╭──

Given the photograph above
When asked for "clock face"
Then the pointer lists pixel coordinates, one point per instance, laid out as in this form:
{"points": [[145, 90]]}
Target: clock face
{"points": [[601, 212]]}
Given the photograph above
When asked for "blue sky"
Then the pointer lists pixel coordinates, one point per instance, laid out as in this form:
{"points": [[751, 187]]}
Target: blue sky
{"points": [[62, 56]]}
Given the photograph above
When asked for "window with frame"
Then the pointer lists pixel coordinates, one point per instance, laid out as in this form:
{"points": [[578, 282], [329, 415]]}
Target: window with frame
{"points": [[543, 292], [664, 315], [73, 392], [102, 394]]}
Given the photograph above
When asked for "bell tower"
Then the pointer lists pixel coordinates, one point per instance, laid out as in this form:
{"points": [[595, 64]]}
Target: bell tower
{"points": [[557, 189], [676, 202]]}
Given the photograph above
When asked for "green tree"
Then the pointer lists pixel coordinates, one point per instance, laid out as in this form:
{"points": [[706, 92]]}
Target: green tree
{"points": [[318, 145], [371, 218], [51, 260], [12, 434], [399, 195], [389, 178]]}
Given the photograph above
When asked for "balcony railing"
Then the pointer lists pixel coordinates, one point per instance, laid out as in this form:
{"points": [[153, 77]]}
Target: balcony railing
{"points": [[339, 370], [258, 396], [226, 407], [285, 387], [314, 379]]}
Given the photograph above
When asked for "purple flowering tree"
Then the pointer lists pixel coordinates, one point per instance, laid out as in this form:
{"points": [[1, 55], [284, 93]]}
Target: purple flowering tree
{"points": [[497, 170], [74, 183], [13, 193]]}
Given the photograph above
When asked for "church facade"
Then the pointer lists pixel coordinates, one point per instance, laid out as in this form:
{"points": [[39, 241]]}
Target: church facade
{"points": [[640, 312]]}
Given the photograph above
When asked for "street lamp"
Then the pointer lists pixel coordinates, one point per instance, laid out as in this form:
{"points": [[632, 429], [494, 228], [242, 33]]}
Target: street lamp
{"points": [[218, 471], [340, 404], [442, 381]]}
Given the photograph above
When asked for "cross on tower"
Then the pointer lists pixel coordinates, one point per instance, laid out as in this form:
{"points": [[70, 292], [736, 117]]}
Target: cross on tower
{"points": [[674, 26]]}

╰──

**TASK TO COMPLETE**
Give the number of lines that include the word "asked" in the listing. Nothing else belongs in the reply.

**RESULT OF THE TASK**
10